WHAT NEEDS TO BE DONE:
Could you return every line of the records below that contains the word "jacket"?

DATA UNDER STUDY:
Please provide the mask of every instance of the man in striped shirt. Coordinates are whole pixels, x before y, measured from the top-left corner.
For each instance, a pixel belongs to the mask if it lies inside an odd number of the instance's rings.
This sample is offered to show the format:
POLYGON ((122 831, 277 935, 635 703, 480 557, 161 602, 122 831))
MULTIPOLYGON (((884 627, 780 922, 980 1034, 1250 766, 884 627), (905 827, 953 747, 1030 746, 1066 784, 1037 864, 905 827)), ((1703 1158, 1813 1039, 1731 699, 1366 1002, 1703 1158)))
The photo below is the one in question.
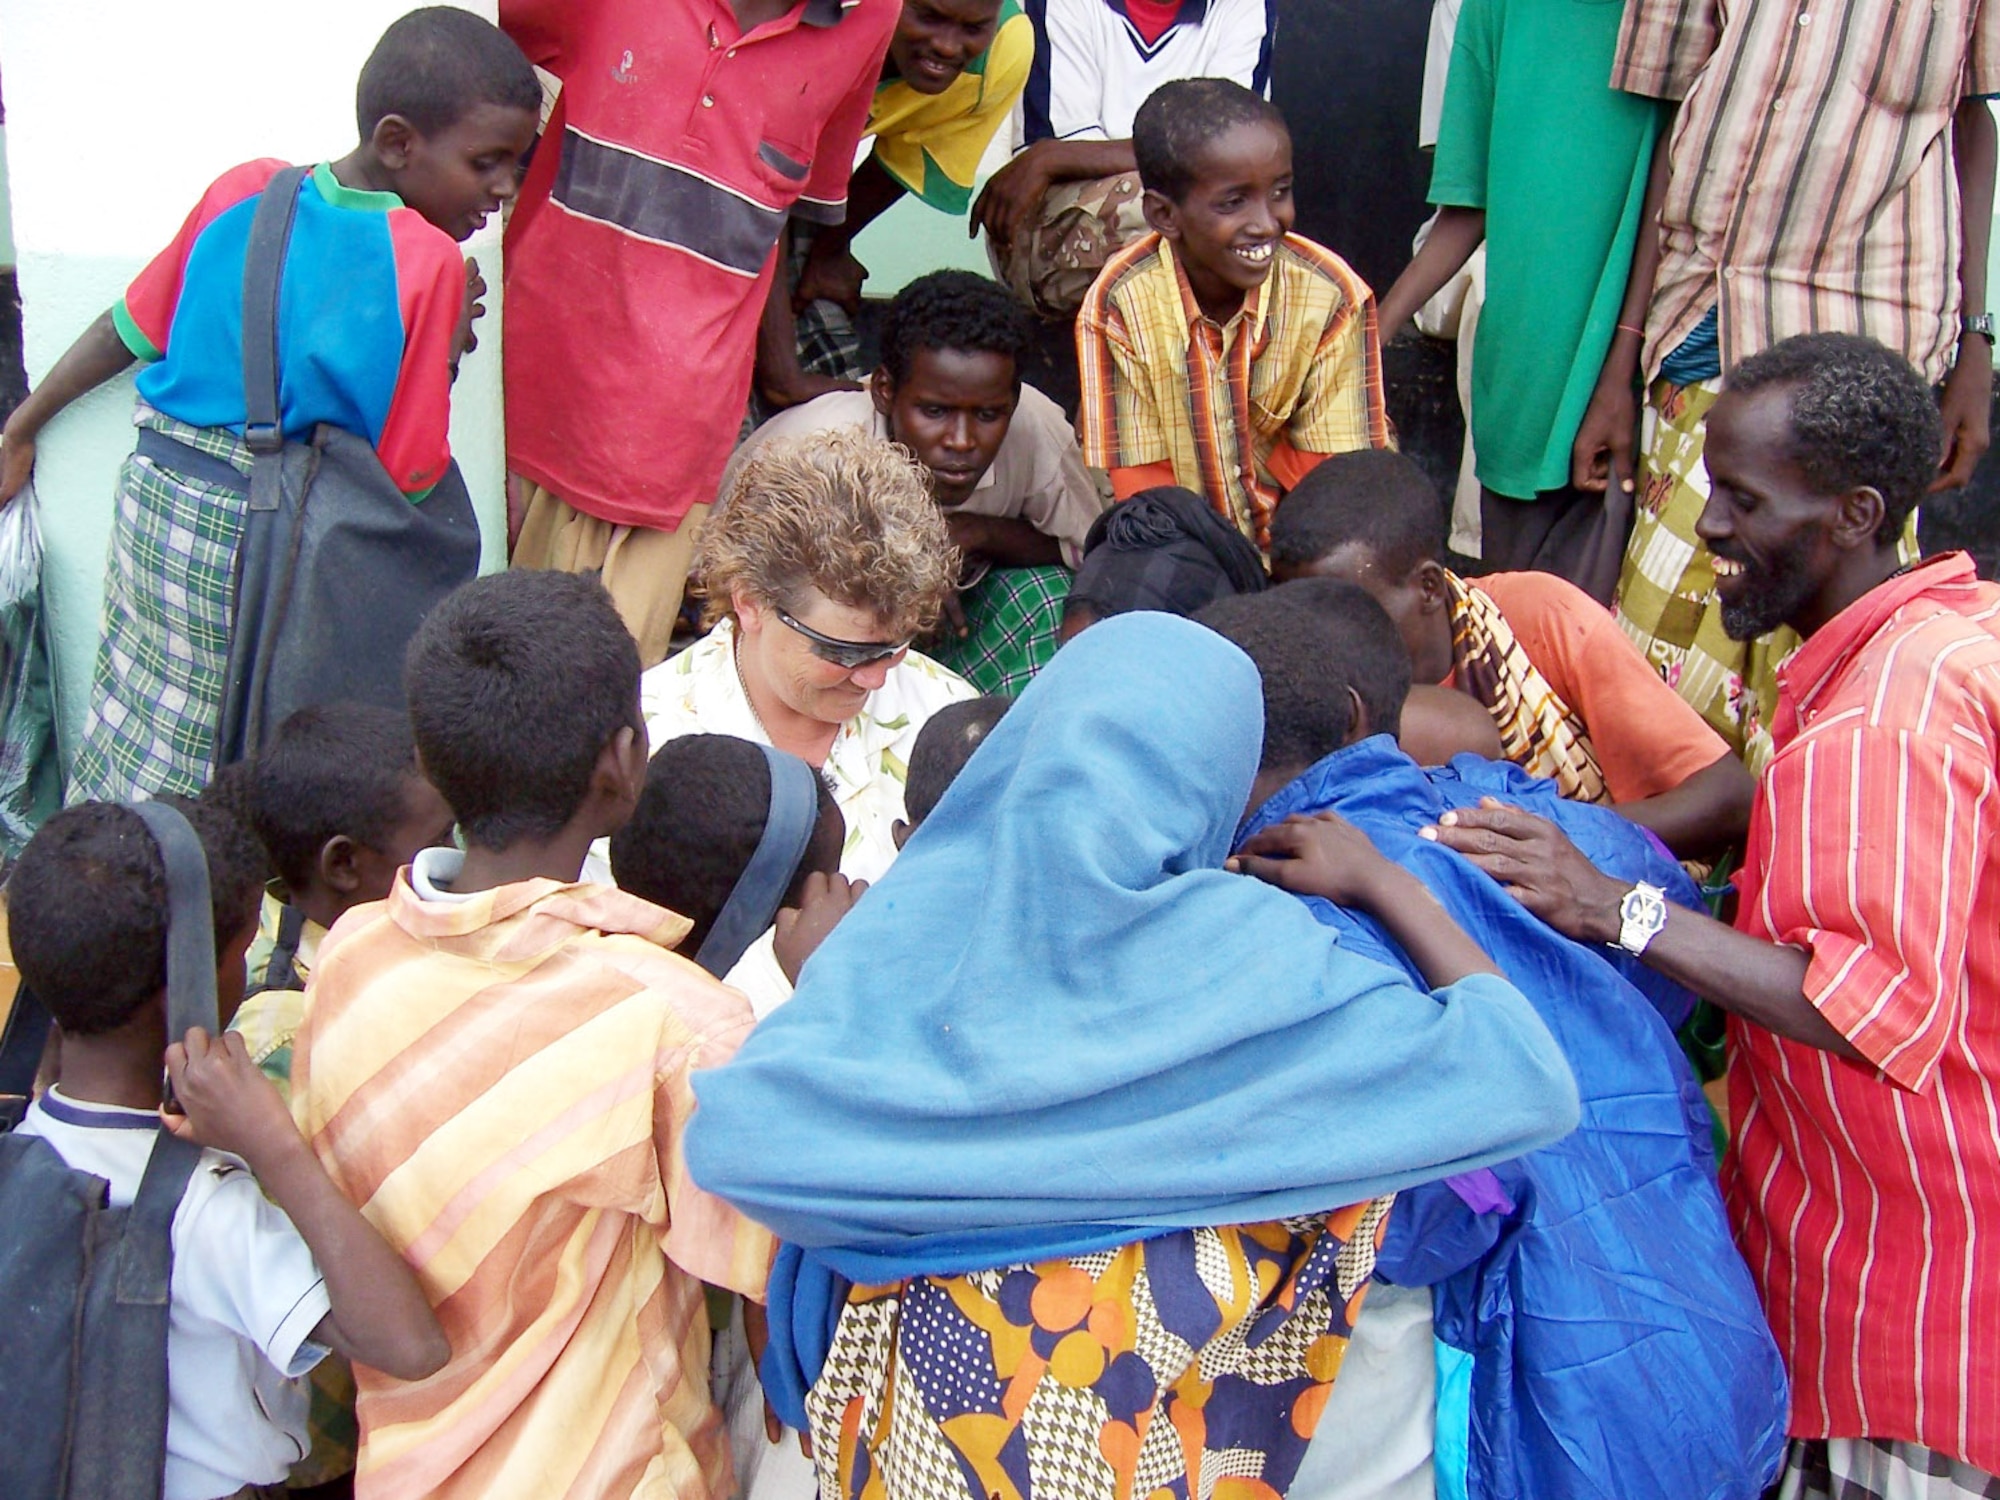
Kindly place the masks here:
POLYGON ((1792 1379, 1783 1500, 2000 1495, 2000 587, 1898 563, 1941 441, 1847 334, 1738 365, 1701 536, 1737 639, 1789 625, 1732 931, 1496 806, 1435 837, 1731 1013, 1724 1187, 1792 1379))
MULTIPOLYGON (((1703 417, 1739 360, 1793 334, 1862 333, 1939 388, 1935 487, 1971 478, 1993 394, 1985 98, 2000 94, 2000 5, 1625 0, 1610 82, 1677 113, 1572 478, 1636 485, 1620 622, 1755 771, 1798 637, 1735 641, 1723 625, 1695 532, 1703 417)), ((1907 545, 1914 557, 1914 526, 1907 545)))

---

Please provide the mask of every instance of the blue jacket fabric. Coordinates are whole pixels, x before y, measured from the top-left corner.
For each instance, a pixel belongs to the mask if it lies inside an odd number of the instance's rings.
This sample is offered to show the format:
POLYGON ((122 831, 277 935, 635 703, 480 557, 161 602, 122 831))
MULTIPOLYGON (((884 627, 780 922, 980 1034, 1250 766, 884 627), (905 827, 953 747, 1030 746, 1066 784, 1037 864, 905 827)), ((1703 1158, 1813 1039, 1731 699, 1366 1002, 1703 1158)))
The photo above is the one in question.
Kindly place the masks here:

* * *

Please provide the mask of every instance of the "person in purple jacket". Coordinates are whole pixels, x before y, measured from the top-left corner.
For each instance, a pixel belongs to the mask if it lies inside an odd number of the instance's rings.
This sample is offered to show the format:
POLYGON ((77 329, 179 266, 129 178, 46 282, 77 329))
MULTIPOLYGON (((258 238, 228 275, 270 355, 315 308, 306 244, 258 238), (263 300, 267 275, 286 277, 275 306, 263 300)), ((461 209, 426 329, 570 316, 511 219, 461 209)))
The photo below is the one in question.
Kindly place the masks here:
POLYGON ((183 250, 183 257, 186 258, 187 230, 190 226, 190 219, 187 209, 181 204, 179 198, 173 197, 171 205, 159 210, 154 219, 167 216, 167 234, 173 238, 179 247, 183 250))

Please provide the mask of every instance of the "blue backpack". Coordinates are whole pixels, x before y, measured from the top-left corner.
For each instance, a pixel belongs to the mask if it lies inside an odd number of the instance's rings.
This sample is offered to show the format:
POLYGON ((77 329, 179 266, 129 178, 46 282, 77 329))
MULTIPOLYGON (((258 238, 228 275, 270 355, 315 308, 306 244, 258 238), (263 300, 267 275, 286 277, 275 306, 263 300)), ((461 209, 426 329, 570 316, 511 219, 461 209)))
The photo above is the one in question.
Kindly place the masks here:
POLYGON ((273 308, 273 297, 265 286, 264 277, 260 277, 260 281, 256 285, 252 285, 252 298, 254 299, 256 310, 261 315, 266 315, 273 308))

OUTPUT BELOW:
Please provide the mask of every instance of the blue jacket fabric. Coordinates are whole pixels, x before y, measured from the top-left corner.
Please provide the mask of every instance of the "person in purple jacket". Coordinates are whole pixels, x before y, measured from the top-left corner.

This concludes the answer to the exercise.